- **Task details**: Recast the material as a numbered list, starting with its first line and going on through the line containing "0,460 -> 866,649". Omit blank lines and leave the pictures out of the answer.

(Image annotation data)
-----

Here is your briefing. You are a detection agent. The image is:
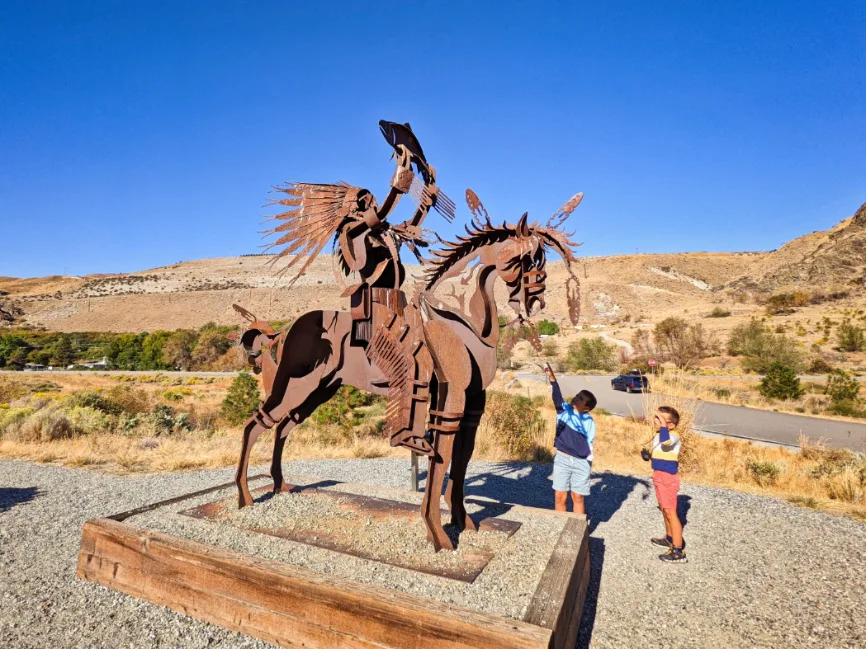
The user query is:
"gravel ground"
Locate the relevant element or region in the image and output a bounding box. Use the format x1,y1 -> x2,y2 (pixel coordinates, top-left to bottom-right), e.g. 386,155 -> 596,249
125,470 -> 565,619
0,460 -> 866,649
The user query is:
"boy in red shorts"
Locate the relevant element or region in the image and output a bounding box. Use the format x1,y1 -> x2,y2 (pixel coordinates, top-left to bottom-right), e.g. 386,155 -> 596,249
650,406 -> 687,563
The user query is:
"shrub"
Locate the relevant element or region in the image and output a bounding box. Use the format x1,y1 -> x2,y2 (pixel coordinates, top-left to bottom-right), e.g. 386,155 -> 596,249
0,406 -> 36,437
728,318 -> 803,373
538,320 -> 559,336
836,320 -> 866,352
806,356 -> 833,374
541,338 -> 559,358
565,336 -> 618,372
7,402 -> 75,442
483,392 -> 545,460
758,362 -> 803,400
827,399 -> 866,417
746,460 -> 782,487
220,372 -> 260,426
653,317 -> 718,367
70,385 -> 150,415
824,370 -> 860,403
765,291 -> 811,315
67,406 -> 112,435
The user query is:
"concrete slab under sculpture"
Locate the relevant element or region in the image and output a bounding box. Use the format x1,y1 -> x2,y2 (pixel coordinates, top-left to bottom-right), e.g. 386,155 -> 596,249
230,120 -> 582,550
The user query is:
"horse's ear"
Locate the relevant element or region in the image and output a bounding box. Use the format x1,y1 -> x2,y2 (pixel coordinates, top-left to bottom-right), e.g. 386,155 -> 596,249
517,212 -> 529,237
232,304 -> 256,322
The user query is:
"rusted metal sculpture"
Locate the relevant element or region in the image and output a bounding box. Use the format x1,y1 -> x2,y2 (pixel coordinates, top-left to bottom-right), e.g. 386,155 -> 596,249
236,121 -> 581,550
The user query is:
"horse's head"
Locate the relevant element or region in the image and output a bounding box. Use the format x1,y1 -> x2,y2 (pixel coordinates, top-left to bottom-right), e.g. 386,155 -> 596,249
466,190 -> 583,324
496,214 -> 547,316
229,304 -> 277,374
424,189 -> 583,332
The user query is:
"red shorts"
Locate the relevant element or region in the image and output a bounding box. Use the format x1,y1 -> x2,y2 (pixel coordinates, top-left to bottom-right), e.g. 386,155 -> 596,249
653,471 -> 680,509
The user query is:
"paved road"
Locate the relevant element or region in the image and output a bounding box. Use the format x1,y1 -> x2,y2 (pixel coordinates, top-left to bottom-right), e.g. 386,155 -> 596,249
517,372 -> 866,452
6,370 -> 866,452
0,370 -> 237,377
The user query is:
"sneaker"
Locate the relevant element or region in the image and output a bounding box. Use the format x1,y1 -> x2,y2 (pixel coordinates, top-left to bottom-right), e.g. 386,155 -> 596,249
659,546 -> 689,563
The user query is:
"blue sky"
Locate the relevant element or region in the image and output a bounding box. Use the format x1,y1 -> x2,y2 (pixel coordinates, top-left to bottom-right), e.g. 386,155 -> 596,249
0,0 -> 866,276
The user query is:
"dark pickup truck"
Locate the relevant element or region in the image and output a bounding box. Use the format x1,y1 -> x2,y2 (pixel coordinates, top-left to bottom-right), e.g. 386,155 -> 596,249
610,374 -> 649,392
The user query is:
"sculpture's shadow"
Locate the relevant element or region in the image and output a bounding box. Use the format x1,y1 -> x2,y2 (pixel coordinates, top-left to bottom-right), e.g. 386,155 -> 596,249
0,487 -> 39,512
428,462 -> 652,647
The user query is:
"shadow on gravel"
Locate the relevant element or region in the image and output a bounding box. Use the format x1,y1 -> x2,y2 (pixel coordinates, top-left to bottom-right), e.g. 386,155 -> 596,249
586,472 -> 652,534
456,462 -> 553,509
576,538 -> 604,649
0,487 -> 39,512
677,494 -> 692,529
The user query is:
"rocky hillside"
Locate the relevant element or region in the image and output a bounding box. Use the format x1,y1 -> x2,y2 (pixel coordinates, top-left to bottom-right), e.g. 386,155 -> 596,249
0,205 -> 866,332
731,203 -> 866,292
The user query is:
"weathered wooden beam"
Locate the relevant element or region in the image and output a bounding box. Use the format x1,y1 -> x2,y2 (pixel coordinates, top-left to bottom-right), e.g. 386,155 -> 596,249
78,519 -> 554,649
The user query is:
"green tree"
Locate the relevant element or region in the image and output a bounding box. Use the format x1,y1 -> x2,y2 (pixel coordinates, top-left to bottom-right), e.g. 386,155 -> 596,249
27,349 -> 51,365
836,320 -> 866,352
0,334 -> 30,367
105,334 -> 147,370
758,361 -> 804,401
51,335 -> 74,367
192,328 -> 232,368
538,320 -> 559,336
565,336 -> 618,372
162,329 -> 198,370
138,331 -> 171,370
728,318 -> 804,373
220,372 -> 260,426
824,370 -> 860,403
653,317 -> 718,367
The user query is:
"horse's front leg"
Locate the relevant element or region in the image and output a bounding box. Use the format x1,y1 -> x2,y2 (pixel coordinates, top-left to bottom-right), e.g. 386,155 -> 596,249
235,409 -> 275,507
445,392 -> 487,532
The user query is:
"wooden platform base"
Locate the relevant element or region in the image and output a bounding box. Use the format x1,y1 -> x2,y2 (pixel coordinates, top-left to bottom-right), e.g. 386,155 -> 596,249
78,476 -> 589,649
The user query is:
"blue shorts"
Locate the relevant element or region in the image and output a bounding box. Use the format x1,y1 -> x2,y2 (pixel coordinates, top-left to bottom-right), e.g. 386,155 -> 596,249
553,451 -> 592,496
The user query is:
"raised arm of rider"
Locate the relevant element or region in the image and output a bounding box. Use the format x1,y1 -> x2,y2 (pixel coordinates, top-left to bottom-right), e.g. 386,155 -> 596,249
550,381 -> 565,412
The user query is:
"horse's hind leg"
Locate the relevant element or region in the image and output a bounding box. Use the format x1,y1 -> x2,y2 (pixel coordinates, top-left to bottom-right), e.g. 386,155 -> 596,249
271,417 -> 297,493
421,433 -> 454,552
235,410 -> 274,507
445,392 -> 487,532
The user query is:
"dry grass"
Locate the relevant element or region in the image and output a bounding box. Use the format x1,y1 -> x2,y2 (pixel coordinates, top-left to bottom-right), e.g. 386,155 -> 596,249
650,371 -> 864,424
0,374 -> 866,520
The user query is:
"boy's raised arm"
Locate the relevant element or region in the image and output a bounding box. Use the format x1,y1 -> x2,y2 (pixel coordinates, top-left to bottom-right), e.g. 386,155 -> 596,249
550,380 -> 565,412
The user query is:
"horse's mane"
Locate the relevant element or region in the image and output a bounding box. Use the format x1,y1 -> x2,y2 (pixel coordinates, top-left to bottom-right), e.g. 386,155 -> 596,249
423,214 -> 580,290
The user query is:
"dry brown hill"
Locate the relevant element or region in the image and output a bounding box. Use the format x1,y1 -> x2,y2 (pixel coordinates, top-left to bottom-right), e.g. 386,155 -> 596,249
0,201 -> 866,335
731,203 -> 866,291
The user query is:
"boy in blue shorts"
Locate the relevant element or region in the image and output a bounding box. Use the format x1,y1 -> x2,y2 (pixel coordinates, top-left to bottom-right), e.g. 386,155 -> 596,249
544,366 -> 597,514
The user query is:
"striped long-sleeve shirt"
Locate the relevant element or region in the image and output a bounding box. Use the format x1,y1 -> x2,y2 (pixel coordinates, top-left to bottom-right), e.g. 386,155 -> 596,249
652,428 -> 681,473
552,381 -> 595,461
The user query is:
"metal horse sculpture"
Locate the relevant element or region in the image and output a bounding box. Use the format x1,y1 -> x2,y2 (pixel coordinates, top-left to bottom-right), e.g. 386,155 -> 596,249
236,122 -> 580,550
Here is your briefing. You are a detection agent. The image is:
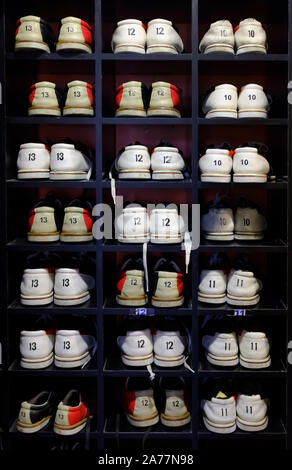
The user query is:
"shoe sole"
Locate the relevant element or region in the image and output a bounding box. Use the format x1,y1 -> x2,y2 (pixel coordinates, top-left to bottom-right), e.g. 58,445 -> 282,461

-----

- **Expected answer**:
1. Here is your briefing. You are a detection agent. The image is:
2. The user query is:
3. "gravel ground"
4. Locate the relevant element or region in the image and output a bounding box. Use the format x1,y1 -> x2,y2 (pixel coordinates, top-left to bottom-right), e.g. 386,155 -> 596,249
5. 125,470 -> 565,619
6. 0,460 -> 866,649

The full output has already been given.